**Goal of the exercise**
Which lines in the records below contain the word "dresser"? Return each one in full.

==== Material shown ====

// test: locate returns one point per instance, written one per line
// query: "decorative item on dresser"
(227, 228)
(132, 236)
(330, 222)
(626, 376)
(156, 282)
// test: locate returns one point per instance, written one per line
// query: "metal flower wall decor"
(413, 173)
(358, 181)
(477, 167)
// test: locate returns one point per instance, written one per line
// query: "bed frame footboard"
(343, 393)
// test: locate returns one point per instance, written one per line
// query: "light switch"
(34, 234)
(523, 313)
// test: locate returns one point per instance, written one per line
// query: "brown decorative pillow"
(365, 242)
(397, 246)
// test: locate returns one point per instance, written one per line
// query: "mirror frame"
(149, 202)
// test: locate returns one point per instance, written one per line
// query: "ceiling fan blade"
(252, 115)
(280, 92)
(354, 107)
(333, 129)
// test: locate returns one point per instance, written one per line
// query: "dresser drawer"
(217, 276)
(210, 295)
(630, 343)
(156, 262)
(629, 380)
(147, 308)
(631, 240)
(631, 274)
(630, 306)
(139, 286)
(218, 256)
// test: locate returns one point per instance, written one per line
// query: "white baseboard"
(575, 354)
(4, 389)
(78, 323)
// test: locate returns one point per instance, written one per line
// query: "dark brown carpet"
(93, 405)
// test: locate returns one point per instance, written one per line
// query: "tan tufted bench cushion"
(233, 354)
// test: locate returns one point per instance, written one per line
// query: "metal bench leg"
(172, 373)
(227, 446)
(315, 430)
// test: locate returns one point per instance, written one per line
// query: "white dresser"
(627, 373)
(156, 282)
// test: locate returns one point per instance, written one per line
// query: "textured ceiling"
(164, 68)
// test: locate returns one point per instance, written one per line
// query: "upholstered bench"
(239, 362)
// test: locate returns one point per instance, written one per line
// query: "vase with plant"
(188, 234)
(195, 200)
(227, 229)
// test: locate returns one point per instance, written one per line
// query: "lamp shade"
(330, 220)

====
==== Material shown ====

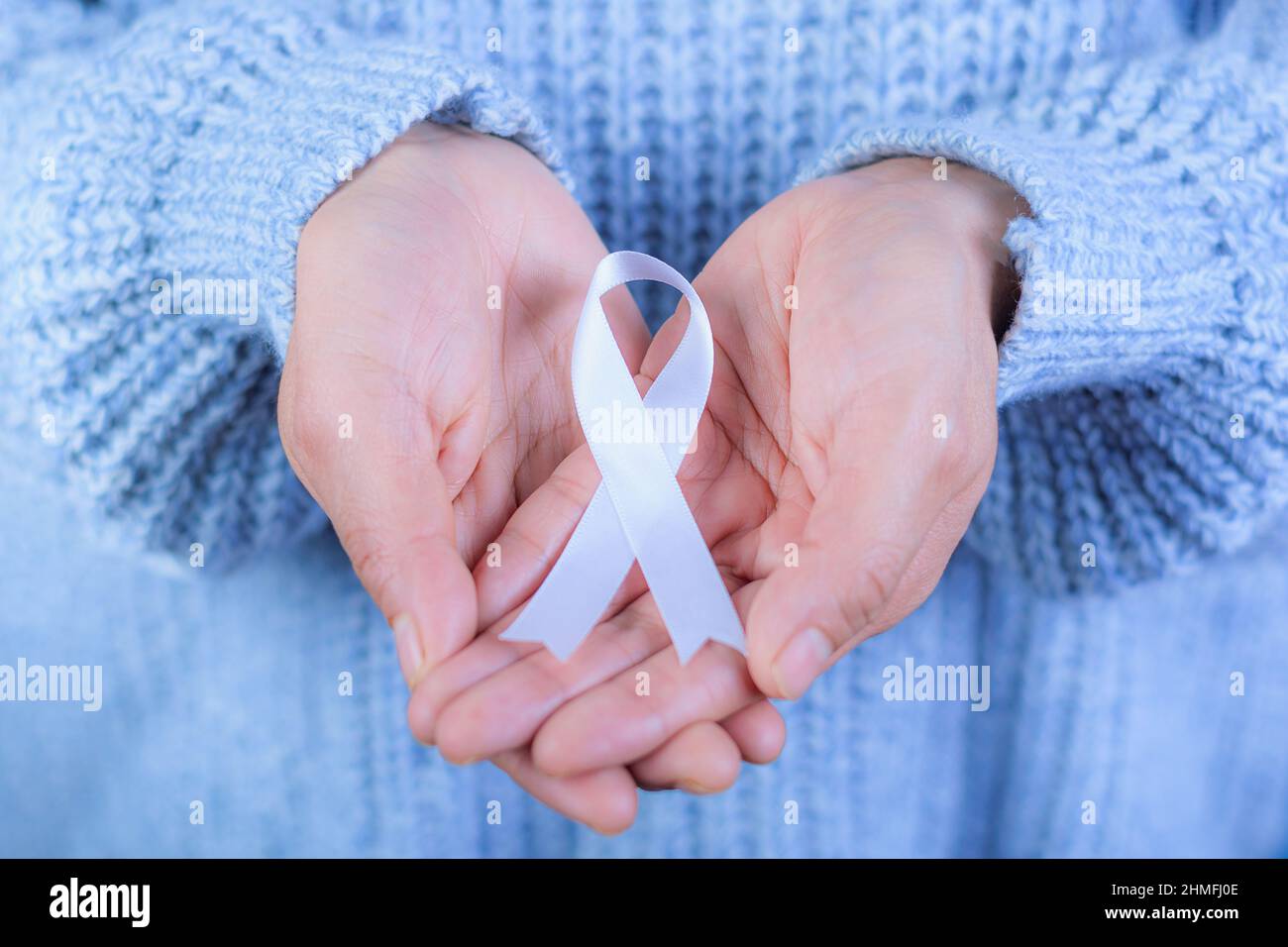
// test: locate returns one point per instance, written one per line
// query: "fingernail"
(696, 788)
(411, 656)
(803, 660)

====

**Output for this task**
// query: "decorative item on dresser"
// query: "dresser drawer"
// query: "white dresser"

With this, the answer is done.